» Exercise aim: Turn everything from the first line down to the line containing "pixel 442 288" into a numbered list with no blank lines, and leave the pictures out.

» Supplied data:
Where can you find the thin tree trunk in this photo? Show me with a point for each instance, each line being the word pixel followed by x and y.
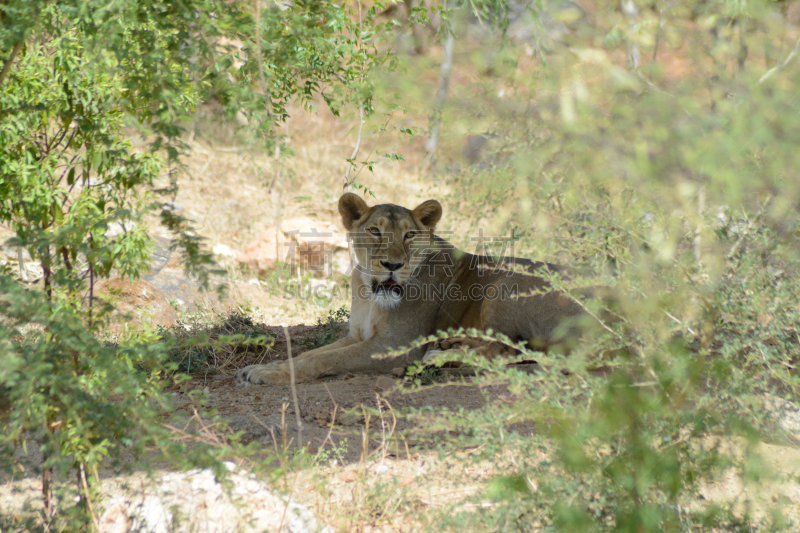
pixel 441 95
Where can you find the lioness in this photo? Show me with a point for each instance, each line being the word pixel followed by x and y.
pixel 408 283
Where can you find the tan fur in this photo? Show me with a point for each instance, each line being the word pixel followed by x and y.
pixel 442 288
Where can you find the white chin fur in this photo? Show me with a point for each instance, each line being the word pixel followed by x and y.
pixel 387 300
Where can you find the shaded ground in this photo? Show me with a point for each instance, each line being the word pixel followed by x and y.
pixel 334 411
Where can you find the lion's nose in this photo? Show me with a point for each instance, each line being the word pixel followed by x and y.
pixel 391 267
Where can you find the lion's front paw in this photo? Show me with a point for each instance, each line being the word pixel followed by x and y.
pixel 272 374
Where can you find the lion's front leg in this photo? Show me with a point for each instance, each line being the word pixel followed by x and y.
pixel 355 358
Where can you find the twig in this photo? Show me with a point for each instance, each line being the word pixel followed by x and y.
pixel 776 68
pixel 82 474
pixel 441 94
pixel 10 61
pixel 294 387
pixel 350 163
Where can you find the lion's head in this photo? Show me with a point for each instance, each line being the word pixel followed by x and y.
pixel 389 243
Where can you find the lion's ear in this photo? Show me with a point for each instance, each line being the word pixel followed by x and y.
pixel 352 208
pixel 428 213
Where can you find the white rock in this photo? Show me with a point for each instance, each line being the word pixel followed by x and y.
pixel 196 501
pixel 225 251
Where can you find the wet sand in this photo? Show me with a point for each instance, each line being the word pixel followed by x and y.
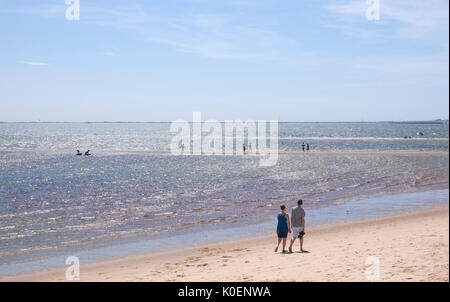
pixel 409 247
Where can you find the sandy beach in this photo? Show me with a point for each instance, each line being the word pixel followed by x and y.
pixel 409 247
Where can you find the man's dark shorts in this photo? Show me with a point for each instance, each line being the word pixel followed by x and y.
pixel 282 233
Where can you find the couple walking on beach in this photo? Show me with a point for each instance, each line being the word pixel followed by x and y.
pixel 294 225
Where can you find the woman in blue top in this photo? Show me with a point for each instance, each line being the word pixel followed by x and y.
pixel 283 227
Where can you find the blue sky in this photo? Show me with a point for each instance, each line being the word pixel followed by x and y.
pixel 129 60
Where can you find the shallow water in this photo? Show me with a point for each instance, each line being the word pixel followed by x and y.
pixel 53 201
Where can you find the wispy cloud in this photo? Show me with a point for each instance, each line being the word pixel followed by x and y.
pixel 411 19
pixel 34 63
pixel 214 34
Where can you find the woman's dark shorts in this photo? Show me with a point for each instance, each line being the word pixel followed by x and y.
pixel 282 233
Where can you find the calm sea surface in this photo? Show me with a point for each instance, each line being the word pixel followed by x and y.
pixel 52 201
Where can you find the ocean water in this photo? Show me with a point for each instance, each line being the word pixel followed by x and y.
pixel 53 202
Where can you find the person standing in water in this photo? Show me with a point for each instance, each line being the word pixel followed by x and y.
pixel 283 227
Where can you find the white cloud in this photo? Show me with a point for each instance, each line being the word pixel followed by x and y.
pixel 412 19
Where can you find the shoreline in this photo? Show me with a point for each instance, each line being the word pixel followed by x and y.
pixel 415 248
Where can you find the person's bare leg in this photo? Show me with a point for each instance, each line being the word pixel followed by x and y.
pixel 290 246
pixel 276 249
pixel 284 244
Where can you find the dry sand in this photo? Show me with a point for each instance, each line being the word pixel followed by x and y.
pixel 410 247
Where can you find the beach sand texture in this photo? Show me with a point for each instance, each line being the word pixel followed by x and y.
pixel 410 247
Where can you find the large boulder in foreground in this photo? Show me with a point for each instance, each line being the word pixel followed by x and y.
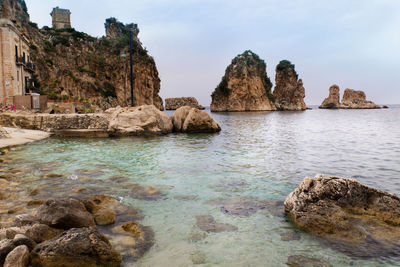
pixel 244 87
pixel 289 92
pixel 356 219
pixel 141 120
pixel 192 120
pixel 64 214
pixel 75 248
pixel 175 103
pixel 353 99
pixel 333 100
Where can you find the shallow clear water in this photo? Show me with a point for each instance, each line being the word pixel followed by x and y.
pixel 262 155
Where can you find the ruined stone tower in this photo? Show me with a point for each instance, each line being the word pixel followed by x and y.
pixel 61 18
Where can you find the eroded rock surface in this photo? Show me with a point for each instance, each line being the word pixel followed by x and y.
pixel 192 120
pixel 353 99
pixel 244 87
pixel 64 214
pixel 175 103
pixel 333 100
pixel 289 92
pixel 76 247
pixel 356 219
pixel 138 121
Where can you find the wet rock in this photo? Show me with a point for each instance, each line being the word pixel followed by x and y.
pixel 198 257
pixel 90 173
pixel 64 214
pixel 52 175
pixel 76 247
pixel 290 236
pixel 192 120
pixel 143 239
pixel 140 120
pixel 41 232
pixel 356 219
pixel 101 207
pixel 353 99
pixel 175 103
pixel 146 192
pixel 289 92
pixel 303 261
pixel 207 223
pixel 18 257
pixel 244 87
pixel 333 100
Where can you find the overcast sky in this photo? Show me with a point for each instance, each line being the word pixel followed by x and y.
pixel 352 43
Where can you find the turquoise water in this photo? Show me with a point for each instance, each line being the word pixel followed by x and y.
pixel 257 156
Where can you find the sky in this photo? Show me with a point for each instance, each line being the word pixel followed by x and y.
pixel 352 43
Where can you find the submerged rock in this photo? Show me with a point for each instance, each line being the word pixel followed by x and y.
pixel 175 103
pixel 138 121
pixel 207 223
pixel 65 214
pixel 353 99
pixel 76 247
pixel 356 219
pixel 333 100
pixel 289 92
pixel 192 120
pixel 303 261
pixel 244 87
pixel 146 192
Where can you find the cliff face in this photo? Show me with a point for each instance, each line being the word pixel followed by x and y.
pixel 353 99
pixel 289 91
pixel 175 103
pixel 333 100
pixel 244 87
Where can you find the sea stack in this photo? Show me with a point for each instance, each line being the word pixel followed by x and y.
pixel 289 92
pixel 333 100
pixel 244 87
pixel 353 99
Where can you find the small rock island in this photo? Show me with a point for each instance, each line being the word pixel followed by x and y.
pixel 352 99
pixel 244 87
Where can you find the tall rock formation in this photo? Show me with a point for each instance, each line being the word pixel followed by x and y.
pixel 353 99
pixel 289 92
pixel 333 100
pixel 244 87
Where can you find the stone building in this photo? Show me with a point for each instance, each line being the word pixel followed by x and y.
pixel 16 68
pixel 61 18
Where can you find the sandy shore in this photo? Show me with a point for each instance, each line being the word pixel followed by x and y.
pixel 20 137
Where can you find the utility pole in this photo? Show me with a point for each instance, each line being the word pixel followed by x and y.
pixel 131 63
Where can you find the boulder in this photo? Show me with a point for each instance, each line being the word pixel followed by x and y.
pixel 138 121
pixel 353 99
pixel 75 248
pixel 192 120
pixel 175 103
pixel 333 100
pixel 356 219
pixel 64 214
pixel 101 207
pixel 18 257
pixel 244 87
pixel 289 92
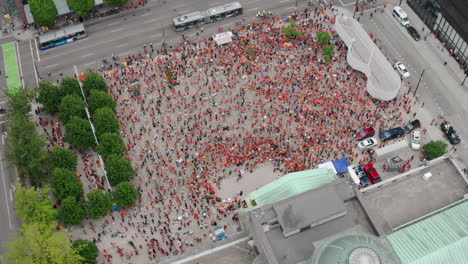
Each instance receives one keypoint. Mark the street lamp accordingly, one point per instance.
(417, 85)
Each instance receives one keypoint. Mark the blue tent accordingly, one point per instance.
(341, 165)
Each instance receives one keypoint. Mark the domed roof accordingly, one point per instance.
(357, 248)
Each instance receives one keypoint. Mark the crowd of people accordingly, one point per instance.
(228, 114)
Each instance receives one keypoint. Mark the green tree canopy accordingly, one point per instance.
(65, 183)
(79, 134)
(43, 11)
(49, 96)
(94, 81)
(26, 147)
(34, 206)
(61, 157)
(125, 195)
(435, 149)
(35, 244)
(70, 85)
(99, 99)
(116, 2)
(81, 7)
(323, 38)
(110, 143)
(105, 121)
(87, 250)
(71, 105)
(118, 169)
(71, 211)
(99, 203)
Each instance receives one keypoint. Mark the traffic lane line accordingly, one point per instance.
(81, 48)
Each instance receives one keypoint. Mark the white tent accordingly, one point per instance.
(223, 38)
(329, 165)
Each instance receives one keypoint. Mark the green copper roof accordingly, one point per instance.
(290, 185)
(442, 238)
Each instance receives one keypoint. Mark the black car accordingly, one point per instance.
(412, 125)
(391, 133)
(453, 137)
(413, 32)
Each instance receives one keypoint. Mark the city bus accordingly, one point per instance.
(207, 16)
(62, 36)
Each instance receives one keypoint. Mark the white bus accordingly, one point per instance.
(62, 36)
(207, 16)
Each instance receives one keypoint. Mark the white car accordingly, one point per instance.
(367, 143)
(401, 70)
(415, 140)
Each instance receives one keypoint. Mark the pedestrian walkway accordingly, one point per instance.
(11, 66)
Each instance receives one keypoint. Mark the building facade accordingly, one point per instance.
(448, 21)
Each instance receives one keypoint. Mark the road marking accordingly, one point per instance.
(253, 9)
(251, 2)
(50, 66)
(151, 20)
(86, 48)
(37, 50)
(6, 197)
(34, 63)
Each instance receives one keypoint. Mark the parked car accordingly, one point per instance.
(412, 125)
(450, 132)
(365, 133)
(401, 68)
(415, 140)
(372, 173)
(413, 32)
(391, 133)
(367, 143)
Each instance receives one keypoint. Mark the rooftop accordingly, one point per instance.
(411, 197)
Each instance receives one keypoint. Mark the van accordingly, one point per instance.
(400, 15)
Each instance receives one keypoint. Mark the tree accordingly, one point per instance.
(105, 121)
(26, 147)
(49, 96)
(116, 2)
(94, 81)
(99, 203)
(435, 149)
(328, 51)
(71, 105)
(99, 99)
(71, 211)
(34, 206)
(65, 184)
(43, 11)
(79, 134)
(291, 30)
(81, 7)
(87, 250)
(323, 38)
(61, 157)
(110, 143)
(69, 86)
(35, 244)
(118, 169)
(125, 195)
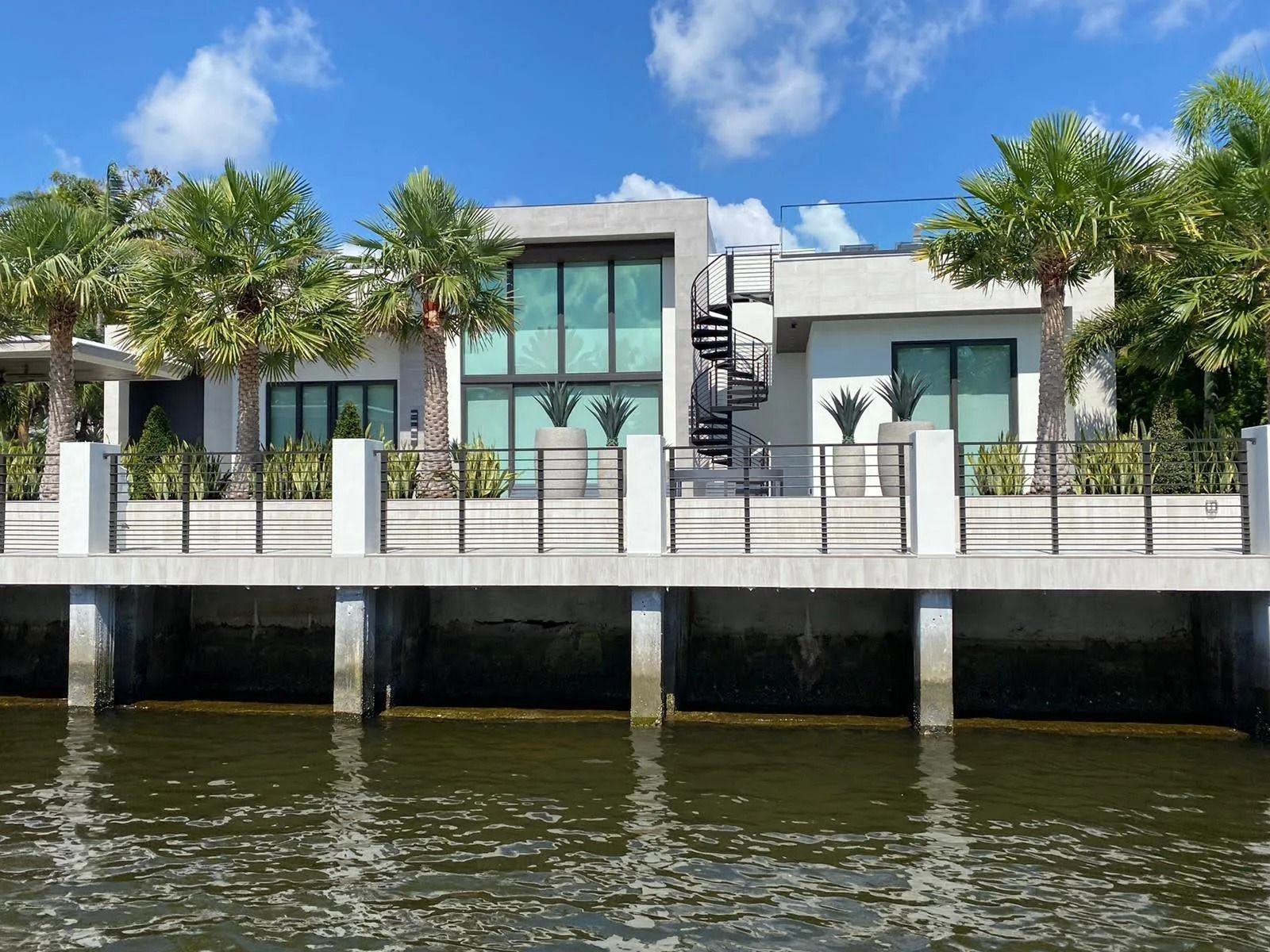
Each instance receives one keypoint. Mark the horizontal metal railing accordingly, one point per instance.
(1083, 497)
(192, 501)
(492, 501)
(791, 499)
(29, 524)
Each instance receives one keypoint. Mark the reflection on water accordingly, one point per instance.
(178, 831)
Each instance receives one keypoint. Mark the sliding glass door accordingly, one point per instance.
(972, 386)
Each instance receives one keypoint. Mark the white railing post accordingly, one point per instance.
(933, 511)
(84, 498)
(1259, 488)
(645, 495)
(355, 497)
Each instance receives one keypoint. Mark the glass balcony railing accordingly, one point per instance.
(884, 226)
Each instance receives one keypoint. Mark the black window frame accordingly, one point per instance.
(560, 374)
(332, 408)
(511, 380)
(1013, 343)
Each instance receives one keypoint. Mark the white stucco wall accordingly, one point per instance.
(856, 355)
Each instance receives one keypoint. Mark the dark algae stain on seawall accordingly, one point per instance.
(171, 829)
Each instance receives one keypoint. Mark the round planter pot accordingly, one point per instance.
(888, 457)
(849, 470)
(564, 461)
(607, 463)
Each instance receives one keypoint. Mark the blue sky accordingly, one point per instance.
(755, 103)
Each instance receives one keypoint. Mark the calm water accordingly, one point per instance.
(184, 831)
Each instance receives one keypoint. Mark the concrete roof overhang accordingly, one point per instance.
(25, 359)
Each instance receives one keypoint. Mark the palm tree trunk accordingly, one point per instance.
(1268, 372)
(436, 409)
(61, 397)
(247, 437)
(1052, 399)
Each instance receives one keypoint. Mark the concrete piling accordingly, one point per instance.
(933, 662)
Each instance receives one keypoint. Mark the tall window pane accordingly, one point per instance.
(537, 319)
(283, 416)
(647, 419)
(935, 367)
(380, 399)
(983, 393)
(314, 416)
(638, 315)
(586, 317)
(487, 416)
(487, 355)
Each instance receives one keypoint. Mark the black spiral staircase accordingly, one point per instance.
(730, 370)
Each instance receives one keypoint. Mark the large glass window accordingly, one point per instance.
(283, 416)
(537, 324)
(310, 410)
(586, 317)
(972, 386)
(933, 366)
(638, 315)
(609, 314)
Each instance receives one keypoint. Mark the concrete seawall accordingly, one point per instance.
(1155, 657)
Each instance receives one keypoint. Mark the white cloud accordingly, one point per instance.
(1246, 50)
(220, 108)
(1159, 141)
(749, 222)
(749, 69)
(64, 159)
(902, 48)
(1176, 14)
(826, 226)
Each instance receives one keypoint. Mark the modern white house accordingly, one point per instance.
(729, 549)
(605, 296)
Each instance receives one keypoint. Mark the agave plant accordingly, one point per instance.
(999, 467)
(611, 413)
(846, 408)
(558, 400)
(23, 466)
(902, 391)
(483, 473)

» The answer:
1. Where can you find the thin tree trunk in this photo? Show me with a point for each instance, each line being the word pixel followed by x and y.
2. pixel 441 95
3. Where can you find the lioness in this photo? Show me with a point for each instance, each line being the word pixel followed by x and y.
4. pixel 408 283
5. Where can you find the tan fur in this photo? Show me with a point for each instance, each line being the word pixel followed by x and y.
6. pixel 442 288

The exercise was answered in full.